**Information given**
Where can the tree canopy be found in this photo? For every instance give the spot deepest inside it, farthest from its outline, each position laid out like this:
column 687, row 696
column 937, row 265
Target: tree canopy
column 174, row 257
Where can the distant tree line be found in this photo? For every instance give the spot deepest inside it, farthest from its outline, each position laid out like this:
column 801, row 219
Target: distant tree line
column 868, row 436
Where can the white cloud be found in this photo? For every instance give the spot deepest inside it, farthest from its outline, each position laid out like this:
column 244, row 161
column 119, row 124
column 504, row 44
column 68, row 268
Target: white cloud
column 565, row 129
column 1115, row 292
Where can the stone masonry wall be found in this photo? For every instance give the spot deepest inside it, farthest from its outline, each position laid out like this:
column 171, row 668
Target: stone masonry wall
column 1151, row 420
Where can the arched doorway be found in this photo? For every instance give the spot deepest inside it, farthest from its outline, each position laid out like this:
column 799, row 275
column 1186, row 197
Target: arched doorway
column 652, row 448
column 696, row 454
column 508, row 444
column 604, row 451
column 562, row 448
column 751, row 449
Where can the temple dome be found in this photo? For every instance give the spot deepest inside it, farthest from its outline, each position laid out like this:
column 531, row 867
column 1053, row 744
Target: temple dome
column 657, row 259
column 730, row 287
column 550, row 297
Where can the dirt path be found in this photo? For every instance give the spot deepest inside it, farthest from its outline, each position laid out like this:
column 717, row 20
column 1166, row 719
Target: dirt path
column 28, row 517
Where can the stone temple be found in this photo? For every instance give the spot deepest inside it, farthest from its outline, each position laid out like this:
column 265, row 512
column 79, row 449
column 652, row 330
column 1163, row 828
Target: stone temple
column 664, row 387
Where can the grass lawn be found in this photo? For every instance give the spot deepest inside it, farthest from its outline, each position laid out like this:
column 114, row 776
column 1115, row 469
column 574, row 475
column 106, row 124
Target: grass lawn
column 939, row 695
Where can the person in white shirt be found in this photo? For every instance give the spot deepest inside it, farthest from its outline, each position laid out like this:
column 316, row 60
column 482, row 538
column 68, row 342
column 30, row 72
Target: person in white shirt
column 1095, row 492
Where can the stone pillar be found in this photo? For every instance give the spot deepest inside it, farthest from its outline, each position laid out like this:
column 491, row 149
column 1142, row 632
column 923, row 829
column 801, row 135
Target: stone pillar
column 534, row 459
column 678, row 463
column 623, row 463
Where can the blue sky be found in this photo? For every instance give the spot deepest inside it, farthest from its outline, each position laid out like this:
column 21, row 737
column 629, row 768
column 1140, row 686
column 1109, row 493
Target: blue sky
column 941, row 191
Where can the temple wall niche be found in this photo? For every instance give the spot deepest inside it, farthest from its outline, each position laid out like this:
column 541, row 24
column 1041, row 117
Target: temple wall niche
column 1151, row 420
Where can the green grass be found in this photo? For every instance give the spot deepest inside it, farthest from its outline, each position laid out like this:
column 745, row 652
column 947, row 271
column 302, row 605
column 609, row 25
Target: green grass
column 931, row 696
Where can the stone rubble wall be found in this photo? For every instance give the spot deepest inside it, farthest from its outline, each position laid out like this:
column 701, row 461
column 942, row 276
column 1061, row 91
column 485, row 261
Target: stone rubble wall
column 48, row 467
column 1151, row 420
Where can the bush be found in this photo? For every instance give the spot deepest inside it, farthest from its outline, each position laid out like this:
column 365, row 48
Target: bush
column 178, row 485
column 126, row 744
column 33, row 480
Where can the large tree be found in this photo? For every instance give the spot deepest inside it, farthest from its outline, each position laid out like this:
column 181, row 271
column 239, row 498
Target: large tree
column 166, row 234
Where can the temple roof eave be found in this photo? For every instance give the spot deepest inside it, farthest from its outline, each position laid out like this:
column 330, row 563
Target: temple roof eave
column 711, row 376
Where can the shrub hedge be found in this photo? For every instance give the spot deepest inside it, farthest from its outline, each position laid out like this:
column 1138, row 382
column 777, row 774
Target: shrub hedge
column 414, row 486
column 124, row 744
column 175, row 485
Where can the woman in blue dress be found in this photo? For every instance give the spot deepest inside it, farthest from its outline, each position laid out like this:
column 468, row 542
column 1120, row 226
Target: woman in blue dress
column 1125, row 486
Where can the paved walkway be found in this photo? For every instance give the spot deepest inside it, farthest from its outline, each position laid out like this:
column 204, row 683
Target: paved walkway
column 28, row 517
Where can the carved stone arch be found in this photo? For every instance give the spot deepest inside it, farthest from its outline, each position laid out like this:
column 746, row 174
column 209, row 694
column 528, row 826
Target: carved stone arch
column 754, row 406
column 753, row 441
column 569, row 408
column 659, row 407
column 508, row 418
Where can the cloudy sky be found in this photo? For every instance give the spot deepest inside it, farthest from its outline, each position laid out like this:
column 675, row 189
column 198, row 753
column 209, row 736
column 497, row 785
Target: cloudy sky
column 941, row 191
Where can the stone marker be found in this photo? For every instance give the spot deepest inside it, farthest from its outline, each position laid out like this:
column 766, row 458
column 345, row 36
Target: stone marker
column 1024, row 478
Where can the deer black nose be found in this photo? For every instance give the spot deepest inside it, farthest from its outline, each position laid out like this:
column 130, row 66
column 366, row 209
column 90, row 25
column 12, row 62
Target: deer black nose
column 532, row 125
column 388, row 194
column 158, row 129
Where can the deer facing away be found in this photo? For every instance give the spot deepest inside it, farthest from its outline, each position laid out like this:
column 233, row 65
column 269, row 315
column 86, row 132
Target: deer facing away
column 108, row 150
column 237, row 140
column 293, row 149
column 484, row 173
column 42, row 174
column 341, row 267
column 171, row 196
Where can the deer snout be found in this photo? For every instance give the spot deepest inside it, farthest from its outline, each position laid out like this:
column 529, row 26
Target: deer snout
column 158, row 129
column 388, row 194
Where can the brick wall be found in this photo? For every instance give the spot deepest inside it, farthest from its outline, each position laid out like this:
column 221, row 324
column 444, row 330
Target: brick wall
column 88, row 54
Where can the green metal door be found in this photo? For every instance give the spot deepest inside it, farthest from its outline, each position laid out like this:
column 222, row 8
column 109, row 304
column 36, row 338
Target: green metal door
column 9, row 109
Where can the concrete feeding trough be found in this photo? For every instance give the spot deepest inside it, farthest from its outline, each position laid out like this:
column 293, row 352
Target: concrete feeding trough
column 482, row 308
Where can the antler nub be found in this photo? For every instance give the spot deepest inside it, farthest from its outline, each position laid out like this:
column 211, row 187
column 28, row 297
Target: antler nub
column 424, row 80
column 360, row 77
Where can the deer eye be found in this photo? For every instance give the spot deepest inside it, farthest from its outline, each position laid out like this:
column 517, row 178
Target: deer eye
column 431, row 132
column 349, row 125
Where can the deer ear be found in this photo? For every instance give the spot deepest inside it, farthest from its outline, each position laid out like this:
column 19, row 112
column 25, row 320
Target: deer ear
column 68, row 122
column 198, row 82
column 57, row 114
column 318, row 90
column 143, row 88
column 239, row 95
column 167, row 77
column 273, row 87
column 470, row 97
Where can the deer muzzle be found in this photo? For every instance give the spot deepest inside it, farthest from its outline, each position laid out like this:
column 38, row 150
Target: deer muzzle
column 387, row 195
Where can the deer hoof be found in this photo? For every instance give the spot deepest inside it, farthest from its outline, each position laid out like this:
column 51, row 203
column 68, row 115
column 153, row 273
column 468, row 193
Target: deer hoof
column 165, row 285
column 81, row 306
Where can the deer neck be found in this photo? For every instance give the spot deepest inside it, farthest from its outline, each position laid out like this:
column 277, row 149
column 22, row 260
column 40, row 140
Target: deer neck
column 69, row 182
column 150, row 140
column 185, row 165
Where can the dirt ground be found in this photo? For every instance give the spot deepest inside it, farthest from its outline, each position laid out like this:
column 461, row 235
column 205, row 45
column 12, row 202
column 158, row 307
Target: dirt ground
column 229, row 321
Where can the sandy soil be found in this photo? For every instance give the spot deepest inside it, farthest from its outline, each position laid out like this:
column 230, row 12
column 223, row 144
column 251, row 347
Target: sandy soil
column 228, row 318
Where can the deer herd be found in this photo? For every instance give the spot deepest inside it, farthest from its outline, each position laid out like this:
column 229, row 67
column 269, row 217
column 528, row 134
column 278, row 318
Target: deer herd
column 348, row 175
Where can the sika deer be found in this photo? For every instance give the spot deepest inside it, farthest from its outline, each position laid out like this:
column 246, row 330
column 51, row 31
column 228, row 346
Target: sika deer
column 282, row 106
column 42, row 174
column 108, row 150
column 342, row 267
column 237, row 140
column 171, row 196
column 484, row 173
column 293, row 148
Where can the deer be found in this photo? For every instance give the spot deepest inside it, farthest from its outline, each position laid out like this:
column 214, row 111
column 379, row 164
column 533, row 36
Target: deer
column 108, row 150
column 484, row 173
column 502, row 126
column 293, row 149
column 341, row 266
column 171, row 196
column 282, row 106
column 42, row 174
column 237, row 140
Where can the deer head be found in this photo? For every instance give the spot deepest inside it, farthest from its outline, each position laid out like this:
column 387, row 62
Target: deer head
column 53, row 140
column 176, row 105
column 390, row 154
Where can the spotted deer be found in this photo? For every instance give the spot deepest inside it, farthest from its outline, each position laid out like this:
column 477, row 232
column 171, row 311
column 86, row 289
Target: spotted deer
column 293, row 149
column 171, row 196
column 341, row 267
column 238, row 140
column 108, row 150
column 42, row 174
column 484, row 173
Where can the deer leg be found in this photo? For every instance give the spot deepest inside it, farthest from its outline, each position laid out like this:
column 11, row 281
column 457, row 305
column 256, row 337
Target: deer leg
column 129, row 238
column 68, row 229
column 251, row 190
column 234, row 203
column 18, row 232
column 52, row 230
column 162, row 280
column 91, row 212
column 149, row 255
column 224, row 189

**Instructions for the task**
Retype the portion of the data above that starts on the line with "column 1041, row 117" and finishes on the line with "Where can the bush", including both of those lines.

**Answer**
column 1041, row 117
Target: temple wall niche
column 1151, row 420
Where can the green grass be found in this photo? For every instance give the spot deepest inside it, farthest from its outline, each position laid out like this:
column 745, row 652
column 947, row 271
column 302, row 605
column 609, row 25
Target: green grass
column 931, row 696
Where can the stone rubble wall be found in this photo? For every instance give the spot deepest inside it, farthest from its outline, each position laid out like this:
column 701, row 461
column 942, row 276
column 1061, row 91
column 485, row 261
Target: stone rubble wall
column 48, row 467
column 1151, row 420
Where can the bush be found in this photo? For every instance give the spot deepest inside it, farthest from its outline, each position laid out like this:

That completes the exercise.